DESCRIPTION OF THE TASK:
Format all of the data below as a numbered list, leaving out any blank lines.

Dataset excerpt:

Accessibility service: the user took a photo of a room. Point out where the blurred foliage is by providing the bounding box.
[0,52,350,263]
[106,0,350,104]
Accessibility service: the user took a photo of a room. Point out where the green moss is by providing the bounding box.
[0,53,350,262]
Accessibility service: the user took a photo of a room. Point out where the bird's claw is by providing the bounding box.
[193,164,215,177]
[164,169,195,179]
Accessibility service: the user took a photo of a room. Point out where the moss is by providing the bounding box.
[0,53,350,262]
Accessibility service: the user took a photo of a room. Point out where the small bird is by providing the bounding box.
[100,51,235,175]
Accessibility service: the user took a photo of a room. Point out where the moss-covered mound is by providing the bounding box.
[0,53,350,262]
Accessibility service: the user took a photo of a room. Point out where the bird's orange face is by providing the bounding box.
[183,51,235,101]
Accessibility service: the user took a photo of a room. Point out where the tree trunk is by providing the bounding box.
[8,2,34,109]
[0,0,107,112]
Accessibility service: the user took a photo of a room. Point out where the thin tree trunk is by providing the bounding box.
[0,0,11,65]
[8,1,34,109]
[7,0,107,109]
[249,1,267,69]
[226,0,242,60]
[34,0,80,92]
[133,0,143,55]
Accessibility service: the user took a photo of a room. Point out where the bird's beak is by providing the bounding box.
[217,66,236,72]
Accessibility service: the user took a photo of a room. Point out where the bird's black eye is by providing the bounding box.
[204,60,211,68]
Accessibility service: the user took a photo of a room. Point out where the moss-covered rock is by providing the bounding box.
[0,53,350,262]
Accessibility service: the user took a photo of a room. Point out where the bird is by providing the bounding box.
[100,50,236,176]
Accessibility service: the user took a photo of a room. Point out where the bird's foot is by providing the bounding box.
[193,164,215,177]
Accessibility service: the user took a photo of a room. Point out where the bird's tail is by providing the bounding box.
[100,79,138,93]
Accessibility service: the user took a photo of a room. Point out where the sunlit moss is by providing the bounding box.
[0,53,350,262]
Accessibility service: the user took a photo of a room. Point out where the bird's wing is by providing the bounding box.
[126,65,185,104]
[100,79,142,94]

EXERCISE RESPONSE:
1. Accessibility service: the user took a photo of a room. Point out where the blurred foliage is by providing the bounding box.
2. [0,52,350,263]
3. [106,0,350,104]
4. Accessibility service: the user took a photo of a room. Point out where the green moss is by providing the bounding box.
5. [0,53,350,262]
6. Accessibility service: the user took a photo of a room. Point out where the bird's claw is by providing the bounding box.
7. [193,164,215,177]
8. [164,169,195,179]
9. Accessibility service: the user took a photo of a room. Point out where the moss is by providing the bounding box.
10. [0,53,350,262]
11. Accessibility service: the user took a photo of a room. Point out where the small bird is by providing the bounding box.
12. [100,51,235,175]
13. Accessibility service: the user took a photo of a room. Point out where the moss-covered mound is by providing the bounding box.
14. [0,53,350,262]
15. Accessibility service: the user took a photo of a room. Point out where the bird's orange face is by providing the bounding box.
16. [183,51,235,101]
17. Accessibility service: the user took a photo of a room. Point out where the tree trunk is by providing the bounding box.
18. [8,2,34,109]
19. [0,0,107,112]
20. Accessibility service: the user took a photo of a room. Point out where the thin tree trunk is by providing the bounding box.
21. [0,0,11,65]
22. [8,1,34,109]
23. [7,0,107,109]
24. [249,1,267,69]
25. [226,0,242,60]
26. [34,0,80,92]
27. [133,0,143,55]
28. Accessibility service: the user took a photo of a room. Point out where the bird's beak is by providing the bounding box.
29. [217,66,236,72]
30. Accessibility service: the user took a photo of a room. Point out where the bird's black eye is by providing the bounding box.
31. [204,60,211,68]
32. Accessibility service: the user took a photo of a room. Point out where the moss-covered rock is by providing the bounding box.
33. [0,53,350,262]
34. Accessibility service: the user took a photo of a room. Point out where the bird is by providing the bounding box.
35. [100,50,236,176]
36. Accessibility service: the user took a photo of a room. Point out where the bird's foot is by providing the bounding box.
37. [193,164,215,177]
38. Accessibility service: the user took a photo of a room. Point out where the bird's tail is by providing the bounding box.
39. [100,79,138,93]
40. Accessibility service: the user took a photo of a room. Point out where the sunlit moss is by providing the bounding box.
41. [0,53,350,262]
42. Accessibility service: the user took a photo of a room. Point out where the bird's wing is by providing the bounding box.
43. [126,65,185,104]
44. [100,79,142,94]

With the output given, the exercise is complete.